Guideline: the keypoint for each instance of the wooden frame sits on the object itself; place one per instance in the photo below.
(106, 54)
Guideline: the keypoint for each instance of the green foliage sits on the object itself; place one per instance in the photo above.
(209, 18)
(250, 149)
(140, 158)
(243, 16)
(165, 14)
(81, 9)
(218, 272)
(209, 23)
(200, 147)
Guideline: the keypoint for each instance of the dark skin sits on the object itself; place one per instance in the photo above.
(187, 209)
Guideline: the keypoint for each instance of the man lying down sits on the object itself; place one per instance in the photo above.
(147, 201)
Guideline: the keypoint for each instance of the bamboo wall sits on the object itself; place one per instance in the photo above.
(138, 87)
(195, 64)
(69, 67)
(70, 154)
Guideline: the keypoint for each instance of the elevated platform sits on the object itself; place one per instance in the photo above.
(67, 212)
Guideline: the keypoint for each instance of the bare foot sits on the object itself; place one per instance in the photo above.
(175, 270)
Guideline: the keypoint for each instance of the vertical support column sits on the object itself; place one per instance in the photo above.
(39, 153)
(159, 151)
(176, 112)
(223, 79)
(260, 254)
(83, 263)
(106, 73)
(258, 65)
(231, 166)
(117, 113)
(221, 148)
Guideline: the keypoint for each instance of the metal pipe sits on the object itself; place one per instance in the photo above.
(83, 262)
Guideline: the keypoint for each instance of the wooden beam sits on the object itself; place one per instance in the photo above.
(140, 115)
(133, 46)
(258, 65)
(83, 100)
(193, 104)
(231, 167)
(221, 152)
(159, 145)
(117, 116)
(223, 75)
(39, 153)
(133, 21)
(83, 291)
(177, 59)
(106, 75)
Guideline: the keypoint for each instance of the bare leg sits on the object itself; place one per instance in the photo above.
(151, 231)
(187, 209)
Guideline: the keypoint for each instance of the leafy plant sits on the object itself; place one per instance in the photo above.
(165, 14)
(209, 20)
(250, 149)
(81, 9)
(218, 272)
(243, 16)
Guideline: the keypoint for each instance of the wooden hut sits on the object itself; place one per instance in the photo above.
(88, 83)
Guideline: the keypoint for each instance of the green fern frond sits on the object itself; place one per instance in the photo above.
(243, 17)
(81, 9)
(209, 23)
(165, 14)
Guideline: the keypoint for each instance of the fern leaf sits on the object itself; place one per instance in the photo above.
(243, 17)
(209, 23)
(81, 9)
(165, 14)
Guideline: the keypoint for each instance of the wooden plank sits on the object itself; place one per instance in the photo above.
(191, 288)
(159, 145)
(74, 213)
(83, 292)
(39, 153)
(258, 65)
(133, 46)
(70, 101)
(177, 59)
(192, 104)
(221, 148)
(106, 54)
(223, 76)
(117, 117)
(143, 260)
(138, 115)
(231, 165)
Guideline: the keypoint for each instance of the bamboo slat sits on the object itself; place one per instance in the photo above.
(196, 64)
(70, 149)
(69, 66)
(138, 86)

* **EXERCICE COURT**
Recopiez fidèlement toutes les lignes des données ci-dessus, sans y apporter la moindre modification.

* **RÉPONSE RÉDIGÉE**
Guideline: the keypoint for each instance of the wooden frame sits on the object itself; place one per instance in the photo below.
(106, 54)
Guideline: the keypoint for each instance of the green foliage sits on the object itself; place one per instance in the photo above.
(209, 18)
(250, 149)
(140, 158)
(243, 16)
(165, 14)
(81, 9)
(218, 272)
(209, 23)
(200, 147)
Guideline: the keypoint for each instance of the dark skin sits on the object itself; place one per instance in the photo above.
(187, 209)
Guideline: the keypoint for each instance of the man lying down sits on the object itself; place one per instance in the photo above.
(147, 201)
Guideline: the keypoint for each instance of the bamboo wall sits on the object itself; place one per instance in the photo above.
(138, 87)
(195, 64)
(69, 67)
(70, 154)
Guideline: the keypoint for each instance of the elevated platform sits on the object itself; place one per instance in the photo above.
(67, 212)
Guideline: the keypoint for each instance of the bare foot sits on the object itself; place one per instance in the photo above.
(175, 270)
Guideline: the keypoint for each instance of the vertical support column sits on the object itself; place one per instance in the photo above.
(39, 153)
(159, 151)
(176, 112)
(223, 79)
(260, 254)
(83, 263)
(106, 73)
(258, 65)
(231, 166)
(117, 113)
(221, 148)
Guideline: the keypoint for each instance of the metal pipe sits on the object itself; place one per instance in the photo above.
(83, 262)
Guideline: the keypoint for each instance of the wooden beam sits on the object itself; place one per instance in the photo above.
(140, 115)
(133, 46)
(258, 65)
(83, 100)
(193, 104)
(231, 167)
(221, 152)
(159, 145)
(117, 116)
(223, 75)
(39, 153)
(133, 21)
(83, 291)
(177, 59)
(106, 75)
Guideline: the keypoint for each instance of the bare leg sits on the object itself; place one per instance in the photo above.
(151, 231)
(187, 209)
Guideline: the keypoint for each instance of the leafy plant sits on the object itself; place one per instance in the photo above.
(165, 14)
(209, 20)
(250, 149)
(81, 9)
(218, 272)
(243, 16)
Guideline: the keypoint for each instance of the wooden hut sits on the object itself; place one per instance in the photo above.
(88, 83)
Guideline: the keypoint for each instance of the green fern frond sits on the object itself; place one per instance in the photo above.
(243, 17)
(81, 9)
(209, 23)
(165, 14)
Guideline: the keypoint for each instance of the fern leaf sits on the object itself; place one per instance in the photo above.
(243, 17)
(209, 23)
(81, 9)
(165, 14)
Guideline: the keypoint for each instance of the wooden plank sits on the object itself; place one per instance in the photo above.
(191, 288)
(159, 145)
(74, 213)
(83, 292)
(39, 153)
(258, 65)
(133, 46)
(70, 101)
(177, 59)
(192, 104)
(221, 148)
(106, 54)
(223, 76)
(117, 117)
(143, 260)
(138, 115)
(231, 165)
Guideline: the keypoint for each instance of the bamboo slat sits on the object itself; place one per instance in the photo above.
(196, 64)
(70, 149)
(69, 66)
(138, 86)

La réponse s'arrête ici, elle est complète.